Set task: Please reproduce verbatim everything from the first line down to the line containing "42 232 L 47", that line included.

=== Data shown ===

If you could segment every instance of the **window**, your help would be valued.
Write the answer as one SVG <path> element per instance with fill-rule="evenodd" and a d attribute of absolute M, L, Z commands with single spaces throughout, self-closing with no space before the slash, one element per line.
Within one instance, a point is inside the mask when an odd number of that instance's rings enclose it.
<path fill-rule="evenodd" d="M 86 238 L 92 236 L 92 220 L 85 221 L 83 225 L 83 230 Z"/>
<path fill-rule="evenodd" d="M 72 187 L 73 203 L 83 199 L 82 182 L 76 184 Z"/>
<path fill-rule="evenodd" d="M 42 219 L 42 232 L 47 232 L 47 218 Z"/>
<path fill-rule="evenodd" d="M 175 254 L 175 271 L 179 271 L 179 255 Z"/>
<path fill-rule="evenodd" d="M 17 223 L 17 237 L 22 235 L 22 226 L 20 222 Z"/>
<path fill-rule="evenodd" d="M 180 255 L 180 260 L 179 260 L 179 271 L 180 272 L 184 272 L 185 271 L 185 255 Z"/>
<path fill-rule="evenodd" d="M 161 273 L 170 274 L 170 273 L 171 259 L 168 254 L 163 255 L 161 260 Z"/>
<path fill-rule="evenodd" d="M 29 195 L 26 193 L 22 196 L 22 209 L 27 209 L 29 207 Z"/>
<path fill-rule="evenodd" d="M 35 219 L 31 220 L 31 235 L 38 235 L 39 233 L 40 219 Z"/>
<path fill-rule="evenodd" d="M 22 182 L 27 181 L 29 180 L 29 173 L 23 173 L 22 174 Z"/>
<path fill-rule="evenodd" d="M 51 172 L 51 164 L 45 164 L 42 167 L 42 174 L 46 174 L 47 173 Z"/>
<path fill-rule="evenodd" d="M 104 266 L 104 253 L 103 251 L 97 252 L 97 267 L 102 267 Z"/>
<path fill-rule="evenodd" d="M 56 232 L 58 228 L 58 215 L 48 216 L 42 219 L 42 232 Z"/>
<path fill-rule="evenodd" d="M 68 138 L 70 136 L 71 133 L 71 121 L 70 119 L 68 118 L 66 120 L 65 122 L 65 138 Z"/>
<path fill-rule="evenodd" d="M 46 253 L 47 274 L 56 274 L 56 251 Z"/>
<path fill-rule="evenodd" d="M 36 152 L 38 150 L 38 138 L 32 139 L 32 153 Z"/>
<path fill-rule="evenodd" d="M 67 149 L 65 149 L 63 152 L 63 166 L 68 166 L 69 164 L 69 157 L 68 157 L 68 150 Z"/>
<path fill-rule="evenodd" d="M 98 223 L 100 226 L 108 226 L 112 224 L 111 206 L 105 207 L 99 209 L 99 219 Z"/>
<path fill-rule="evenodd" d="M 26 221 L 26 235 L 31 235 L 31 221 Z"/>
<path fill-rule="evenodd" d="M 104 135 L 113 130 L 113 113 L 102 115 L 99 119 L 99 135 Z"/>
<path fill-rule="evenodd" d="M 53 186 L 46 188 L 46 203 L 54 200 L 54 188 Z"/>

===

Exercise result:
If you could segment every instance of the **window**, your help would be valued.
Write the answer as one SVG <path> element per instance with fill-rule="evenodd" and a d attribute of absolute M, L, Z commands with single spaces throughout, self-closing with no space before the slash, one element per line.
Within one instance, a point is inside the mask when an odd number of that instance's rings enclose it.
<path fill-rule="evenodd" d="M 86 238 L 92 236 L 92 220 L 85 221 L 83 225 L 83 230 Z"/>
<path fill-rule="evenodd" d="M 72 187 L 73 203 L 83 199 L 82 182 L 76 184 Z"/>
<path fill-rule="evenodd" d="M 42 219 L 42 232 L 47 232 L 47 218 Z"/>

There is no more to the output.